• **ARTICLE**:

Michael Oh fires to plate in a game against Niles West this spring. PHOTOGRAPHY BY GEORGE PFOERTNER
Every morning, it’s the same. Michael Oh starts each day with the same breakfast: three eggs over easy topped with Tabasco sauce — “Gotta have the Tabasco sauce,” he says — and a handful of walnuts.
He’s in a rut, right? Actually, it’s the exact opposite.
Routines are crucial to the recent Glenbrook North graduate. They’re as important as getting a first-pitch curveball over for a strike or painting the corner with a tailing fastball.
“I don’t want breakfast to be an issue,” the pitcher, eyes beaming, says.
“I started this in late August,” adds the 6-foot-4, 215-pound right-hander, who will pitch for Creighton University. “I’ve taken nutrition and my workout plan very seriously.”
“Clean” eating is just as important as a repeatable pitching motion, sound mechanics or a consistent bullpen session — especially for a pitcher of Oh’s stature.
But don’t miss the over easy part.
That’s the part that helps define Michael Oh.
He’s likeable, personable and oh so easygoing — as long as he’s not pitching in innings 1 through 7.
“He’s a great teammate,” his catcher, Hikaru Ozone, says. “Nice to everyone.”
“His character is phenomenal,” his coach, GBN’s Dominic Savino, adds. “And that’s just a by-product of how he’s been raised by his parents [Harrison and Young Oh]. He’s been raised the right way, and that comes through on and off the field.”
But easy only goes so far. Oh is a different guy when he takes the hill. He doesn’t like to give in to hitters — and usually doesn’t.
“He’s a competitor,” says Savino. “He brings the right approach to the game, and he’s able to flip the switch. He can go from being a mild-mannered [teen] to a ferocious competitor just like that.
“He has high expectations for himself, and that’s why he performs at such a high level,” the coach adds.
Opposing hitters usually find him not so pleasant and gracious. With his deep repertoire — four-seam fastball, two-seam fastball, curve and a work-in-progress change-up — Oh is not easy to solve.
“He’s got a great posture on the mound,” says Ozone, who was backstop for the past two seasons. “He can throw all of his pitches for strikes.”
And that trademark 12-6 curveball? It can be deeply troubling — to opposing hitters.
“It’s hard to hit,” Ozone says. “He can locate it down at the knees all day long.”
Jim Sakas, renowned pitching coach at Slammers Training Academy in Lake Forest, taught him the curve, while current GBN pitching coach Dave Lindley, another widely acclaimed instructor, helped him refine it.
“It’s my out pitch,” says Oh, who is ranked No. 60 in the Illinois class of 2016 by the Prep Baseball Report.
The guy with the cool Twitter handle (@datpanda42) — he’s of Korean descent — finished his senior year 8-0 with a ridiculously low earned run average: 0.57.

• **PROBLEM**:
Pick up the article on Glenbrook North pitcher Michael Oh after its final sentence and continue it.

• **EXTRACTED INFORMATION**:
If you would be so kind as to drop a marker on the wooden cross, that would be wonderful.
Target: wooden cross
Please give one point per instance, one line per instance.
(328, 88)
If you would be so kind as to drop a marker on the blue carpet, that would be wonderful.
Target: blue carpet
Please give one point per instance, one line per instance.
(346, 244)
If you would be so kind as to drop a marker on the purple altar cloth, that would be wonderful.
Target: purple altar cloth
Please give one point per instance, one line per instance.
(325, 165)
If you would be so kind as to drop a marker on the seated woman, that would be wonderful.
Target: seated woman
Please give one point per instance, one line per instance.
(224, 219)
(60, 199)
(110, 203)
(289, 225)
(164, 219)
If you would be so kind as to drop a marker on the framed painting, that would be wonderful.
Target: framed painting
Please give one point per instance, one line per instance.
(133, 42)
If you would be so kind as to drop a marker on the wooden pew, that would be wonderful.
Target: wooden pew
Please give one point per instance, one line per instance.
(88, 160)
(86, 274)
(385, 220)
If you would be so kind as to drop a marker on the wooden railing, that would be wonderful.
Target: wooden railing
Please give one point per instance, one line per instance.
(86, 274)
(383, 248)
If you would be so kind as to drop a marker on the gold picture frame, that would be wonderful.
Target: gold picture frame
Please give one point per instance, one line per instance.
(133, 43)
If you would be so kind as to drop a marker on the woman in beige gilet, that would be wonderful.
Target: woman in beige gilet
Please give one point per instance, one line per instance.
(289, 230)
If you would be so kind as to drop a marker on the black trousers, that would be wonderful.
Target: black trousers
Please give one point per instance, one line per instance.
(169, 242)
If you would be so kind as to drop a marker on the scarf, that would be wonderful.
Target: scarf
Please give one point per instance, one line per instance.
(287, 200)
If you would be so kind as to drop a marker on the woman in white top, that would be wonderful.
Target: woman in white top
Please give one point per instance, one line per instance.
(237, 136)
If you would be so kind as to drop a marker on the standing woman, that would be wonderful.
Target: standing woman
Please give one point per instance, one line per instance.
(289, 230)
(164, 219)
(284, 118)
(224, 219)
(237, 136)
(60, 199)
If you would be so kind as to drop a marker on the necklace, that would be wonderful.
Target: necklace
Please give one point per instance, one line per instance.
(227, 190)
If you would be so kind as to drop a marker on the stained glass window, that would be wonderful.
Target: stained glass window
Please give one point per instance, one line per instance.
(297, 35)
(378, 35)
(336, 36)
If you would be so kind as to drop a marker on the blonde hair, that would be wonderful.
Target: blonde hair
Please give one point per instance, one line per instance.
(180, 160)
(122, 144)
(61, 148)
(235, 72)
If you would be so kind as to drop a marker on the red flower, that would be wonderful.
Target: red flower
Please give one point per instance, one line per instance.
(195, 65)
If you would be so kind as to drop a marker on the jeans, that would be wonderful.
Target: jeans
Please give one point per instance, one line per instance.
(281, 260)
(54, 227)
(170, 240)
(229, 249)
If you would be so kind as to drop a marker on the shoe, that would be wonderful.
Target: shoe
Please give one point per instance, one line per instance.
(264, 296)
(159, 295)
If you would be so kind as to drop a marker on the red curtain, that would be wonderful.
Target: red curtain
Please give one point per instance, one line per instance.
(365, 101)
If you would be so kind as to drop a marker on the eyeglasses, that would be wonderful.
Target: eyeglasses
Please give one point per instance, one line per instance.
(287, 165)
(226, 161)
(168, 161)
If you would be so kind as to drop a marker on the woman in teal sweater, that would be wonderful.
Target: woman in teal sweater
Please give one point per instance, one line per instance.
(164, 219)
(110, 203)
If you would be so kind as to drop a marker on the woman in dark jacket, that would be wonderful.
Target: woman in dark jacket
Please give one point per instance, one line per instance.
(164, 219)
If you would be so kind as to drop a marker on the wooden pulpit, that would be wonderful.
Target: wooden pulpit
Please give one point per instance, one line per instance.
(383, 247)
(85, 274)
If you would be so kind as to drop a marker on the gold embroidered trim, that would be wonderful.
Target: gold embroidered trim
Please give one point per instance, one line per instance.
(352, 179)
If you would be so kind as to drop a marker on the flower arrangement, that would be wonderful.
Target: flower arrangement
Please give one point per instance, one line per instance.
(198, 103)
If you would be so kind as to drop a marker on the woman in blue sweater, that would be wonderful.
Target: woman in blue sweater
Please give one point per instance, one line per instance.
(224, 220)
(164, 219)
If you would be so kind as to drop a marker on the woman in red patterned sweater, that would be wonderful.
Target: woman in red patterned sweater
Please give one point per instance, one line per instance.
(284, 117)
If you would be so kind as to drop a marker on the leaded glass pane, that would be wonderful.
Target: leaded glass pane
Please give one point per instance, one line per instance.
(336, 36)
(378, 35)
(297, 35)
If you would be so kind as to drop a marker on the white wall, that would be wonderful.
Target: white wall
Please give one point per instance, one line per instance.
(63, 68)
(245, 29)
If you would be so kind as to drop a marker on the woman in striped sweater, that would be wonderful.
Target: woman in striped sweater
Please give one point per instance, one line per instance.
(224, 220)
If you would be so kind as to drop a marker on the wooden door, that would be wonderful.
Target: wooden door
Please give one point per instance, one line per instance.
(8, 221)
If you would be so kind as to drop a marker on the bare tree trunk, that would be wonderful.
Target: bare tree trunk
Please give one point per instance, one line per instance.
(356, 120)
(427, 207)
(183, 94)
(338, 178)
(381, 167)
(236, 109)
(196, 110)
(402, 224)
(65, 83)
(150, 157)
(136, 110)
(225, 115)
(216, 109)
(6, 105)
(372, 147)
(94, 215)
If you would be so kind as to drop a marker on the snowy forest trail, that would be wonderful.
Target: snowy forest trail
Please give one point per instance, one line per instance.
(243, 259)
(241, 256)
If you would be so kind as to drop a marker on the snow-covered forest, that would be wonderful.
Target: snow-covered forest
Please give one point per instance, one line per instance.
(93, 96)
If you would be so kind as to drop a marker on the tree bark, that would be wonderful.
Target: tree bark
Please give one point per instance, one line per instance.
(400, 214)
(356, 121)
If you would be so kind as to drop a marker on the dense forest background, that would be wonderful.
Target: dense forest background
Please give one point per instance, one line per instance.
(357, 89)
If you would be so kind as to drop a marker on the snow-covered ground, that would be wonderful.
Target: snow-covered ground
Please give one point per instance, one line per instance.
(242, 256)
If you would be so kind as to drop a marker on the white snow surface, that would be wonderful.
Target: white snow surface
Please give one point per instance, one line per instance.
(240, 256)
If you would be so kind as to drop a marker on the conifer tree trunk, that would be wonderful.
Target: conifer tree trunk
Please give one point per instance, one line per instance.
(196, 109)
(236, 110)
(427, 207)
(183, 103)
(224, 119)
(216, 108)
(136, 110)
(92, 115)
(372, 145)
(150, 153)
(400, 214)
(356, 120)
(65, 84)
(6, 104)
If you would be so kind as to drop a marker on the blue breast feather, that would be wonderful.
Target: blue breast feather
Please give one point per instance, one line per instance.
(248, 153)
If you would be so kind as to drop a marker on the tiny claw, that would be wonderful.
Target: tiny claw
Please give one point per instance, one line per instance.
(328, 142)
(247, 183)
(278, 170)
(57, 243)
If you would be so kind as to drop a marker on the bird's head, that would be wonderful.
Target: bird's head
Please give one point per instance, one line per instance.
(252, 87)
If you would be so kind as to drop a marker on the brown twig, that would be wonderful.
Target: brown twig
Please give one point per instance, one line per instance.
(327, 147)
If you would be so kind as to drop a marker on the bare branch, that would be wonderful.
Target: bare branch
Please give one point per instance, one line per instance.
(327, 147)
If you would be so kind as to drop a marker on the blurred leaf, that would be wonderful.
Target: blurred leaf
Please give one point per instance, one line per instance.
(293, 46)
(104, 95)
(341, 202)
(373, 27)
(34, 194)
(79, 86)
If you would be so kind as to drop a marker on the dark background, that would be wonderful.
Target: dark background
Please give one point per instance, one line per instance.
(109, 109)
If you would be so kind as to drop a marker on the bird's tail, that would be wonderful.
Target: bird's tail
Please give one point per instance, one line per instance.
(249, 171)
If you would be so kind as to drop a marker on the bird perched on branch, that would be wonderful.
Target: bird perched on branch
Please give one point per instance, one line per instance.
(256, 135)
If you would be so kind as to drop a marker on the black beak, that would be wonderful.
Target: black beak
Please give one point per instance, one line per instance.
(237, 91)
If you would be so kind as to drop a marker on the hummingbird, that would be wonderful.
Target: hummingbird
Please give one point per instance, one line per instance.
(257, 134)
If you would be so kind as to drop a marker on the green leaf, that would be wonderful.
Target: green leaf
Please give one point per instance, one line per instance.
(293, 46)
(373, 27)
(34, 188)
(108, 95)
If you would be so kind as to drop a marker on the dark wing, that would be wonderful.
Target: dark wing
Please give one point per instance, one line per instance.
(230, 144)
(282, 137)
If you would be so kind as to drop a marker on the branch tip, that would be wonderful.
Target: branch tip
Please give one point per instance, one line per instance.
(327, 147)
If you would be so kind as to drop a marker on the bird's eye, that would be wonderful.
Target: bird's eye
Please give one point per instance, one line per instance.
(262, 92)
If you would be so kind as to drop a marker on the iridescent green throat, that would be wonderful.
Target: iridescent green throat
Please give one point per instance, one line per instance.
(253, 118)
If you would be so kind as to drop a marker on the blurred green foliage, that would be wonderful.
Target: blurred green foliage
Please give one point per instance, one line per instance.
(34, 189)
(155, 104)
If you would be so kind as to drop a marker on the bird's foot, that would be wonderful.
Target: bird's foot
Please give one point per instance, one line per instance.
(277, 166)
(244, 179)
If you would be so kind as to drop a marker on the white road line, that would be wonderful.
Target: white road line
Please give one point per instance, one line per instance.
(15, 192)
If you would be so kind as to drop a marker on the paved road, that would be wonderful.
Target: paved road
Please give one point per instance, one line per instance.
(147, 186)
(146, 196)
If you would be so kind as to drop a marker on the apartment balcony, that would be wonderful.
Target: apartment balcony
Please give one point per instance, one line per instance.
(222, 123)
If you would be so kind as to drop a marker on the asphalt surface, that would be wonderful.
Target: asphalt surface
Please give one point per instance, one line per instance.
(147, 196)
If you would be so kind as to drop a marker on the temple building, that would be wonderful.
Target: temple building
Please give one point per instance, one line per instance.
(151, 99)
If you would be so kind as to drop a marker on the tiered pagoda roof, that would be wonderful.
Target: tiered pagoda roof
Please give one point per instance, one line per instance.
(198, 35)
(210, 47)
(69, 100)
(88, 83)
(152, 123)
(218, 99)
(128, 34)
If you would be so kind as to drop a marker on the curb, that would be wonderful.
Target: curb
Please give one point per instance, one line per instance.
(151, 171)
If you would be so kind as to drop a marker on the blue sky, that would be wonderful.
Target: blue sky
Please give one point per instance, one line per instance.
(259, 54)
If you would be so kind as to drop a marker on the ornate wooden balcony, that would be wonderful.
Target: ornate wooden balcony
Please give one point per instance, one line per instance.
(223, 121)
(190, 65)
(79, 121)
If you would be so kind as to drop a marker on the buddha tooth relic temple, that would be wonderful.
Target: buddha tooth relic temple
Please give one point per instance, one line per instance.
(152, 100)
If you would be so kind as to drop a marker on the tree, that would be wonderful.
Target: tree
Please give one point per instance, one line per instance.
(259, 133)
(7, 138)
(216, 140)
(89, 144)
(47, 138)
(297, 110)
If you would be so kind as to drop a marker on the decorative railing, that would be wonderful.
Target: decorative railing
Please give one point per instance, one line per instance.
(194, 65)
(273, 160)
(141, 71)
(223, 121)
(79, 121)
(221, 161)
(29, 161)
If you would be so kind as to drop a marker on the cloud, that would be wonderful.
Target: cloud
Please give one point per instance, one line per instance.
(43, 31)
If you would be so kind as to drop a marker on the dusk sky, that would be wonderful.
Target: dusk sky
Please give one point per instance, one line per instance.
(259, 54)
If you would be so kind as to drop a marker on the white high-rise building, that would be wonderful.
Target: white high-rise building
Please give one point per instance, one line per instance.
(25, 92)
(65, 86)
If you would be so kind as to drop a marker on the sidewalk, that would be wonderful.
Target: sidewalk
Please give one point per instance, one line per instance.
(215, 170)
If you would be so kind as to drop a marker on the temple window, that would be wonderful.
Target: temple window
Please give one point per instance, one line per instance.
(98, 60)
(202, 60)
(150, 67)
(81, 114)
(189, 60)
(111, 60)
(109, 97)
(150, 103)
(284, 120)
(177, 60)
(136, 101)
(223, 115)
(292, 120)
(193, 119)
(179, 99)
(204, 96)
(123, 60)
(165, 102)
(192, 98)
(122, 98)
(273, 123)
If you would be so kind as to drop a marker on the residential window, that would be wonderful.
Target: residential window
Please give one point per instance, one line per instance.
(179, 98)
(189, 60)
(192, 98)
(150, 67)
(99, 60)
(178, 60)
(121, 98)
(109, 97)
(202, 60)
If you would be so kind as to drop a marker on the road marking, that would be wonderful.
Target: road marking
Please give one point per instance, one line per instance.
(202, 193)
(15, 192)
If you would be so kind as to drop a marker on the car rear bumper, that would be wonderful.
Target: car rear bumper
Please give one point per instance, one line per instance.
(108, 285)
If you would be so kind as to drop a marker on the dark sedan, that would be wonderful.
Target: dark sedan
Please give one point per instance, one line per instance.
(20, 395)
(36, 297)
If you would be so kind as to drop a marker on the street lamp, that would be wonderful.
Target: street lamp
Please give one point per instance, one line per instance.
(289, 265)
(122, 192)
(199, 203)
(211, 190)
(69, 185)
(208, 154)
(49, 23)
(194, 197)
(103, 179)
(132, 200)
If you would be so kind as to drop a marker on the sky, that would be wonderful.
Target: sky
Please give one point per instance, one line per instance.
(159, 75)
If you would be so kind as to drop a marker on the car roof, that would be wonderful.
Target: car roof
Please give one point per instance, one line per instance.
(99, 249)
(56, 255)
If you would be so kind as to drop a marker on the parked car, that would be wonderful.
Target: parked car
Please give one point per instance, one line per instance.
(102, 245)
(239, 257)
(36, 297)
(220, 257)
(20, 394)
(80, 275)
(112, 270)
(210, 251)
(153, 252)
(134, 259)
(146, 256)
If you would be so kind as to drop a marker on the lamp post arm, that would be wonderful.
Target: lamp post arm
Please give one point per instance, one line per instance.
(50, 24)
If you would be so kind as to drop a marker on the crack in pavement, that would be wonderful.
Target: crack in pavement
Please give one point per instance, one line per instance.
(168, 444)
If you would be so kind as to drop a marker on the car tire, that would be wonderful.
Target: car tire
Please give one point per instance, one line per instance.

• **OUTPUT**:
Oh five seven.
Despite missing three weeks with a hamstring strain, Oh recorded 73 strikeouts in 48 2/3 innings, allowing 34 hits and 16 walks. He was named the Most Valuable Pitcher in the North Division of the Central Suburban League.
And, talk about being repeatable. He stacked those numbers on top of a highly successful neon-lit junior season: 8-2 record, 1.73 ERA with only 43 hits allowed in 52 2/3 innings to go along with 69 Ks and 16 base on balls.
“Here’s the thing about Michael,” says Savino. “Not only does he not give up earned runs. He doesn’t give up runs, period. And that makes his 0.57 ERA even more impressive. The scorebook doesn’t care if it’s an earned run or not. In Central Suburban League play this spring, he gave up a total of three runs [24 innings]. Now that’s crazy.”
Offer Oh a challenge, and he’s all over it. The right-hander proved that he pitches really well, when he’s got something on the line. On March 22, in a home game against Stevenson — the team that eliminated GBN in the 2015 state playoffs in controversial fashion — Oh had his fastball humming.
And his hammer — 12-6 curveball — had alligator-like bite. He struck out eight Patriots in the first three innings. Tabbed as The Revenge Game, he wound up with 15 Ks in the 3-2 victory.
“He knows how to pitch,” says Savino. “And that’s why he’s going to be successful [at the next level].”
Oh’s love for country and western music also figures to work in his favor during his time as a Creighton Bluejay. Here’s a guess. He won’t have any trouble finding a country music station in Omaha, Nebraska.
He got turned on to the Zac Brown Band, when he was playing 12U baseball for the Glenview Blaze. He couldn’t get that song, “Chicken Fried”, out of his head. Not then. Not now. Go ahead and turn “the radio up.”
“It just kept expanding from there,” says Oh. “Now, I love all country music.”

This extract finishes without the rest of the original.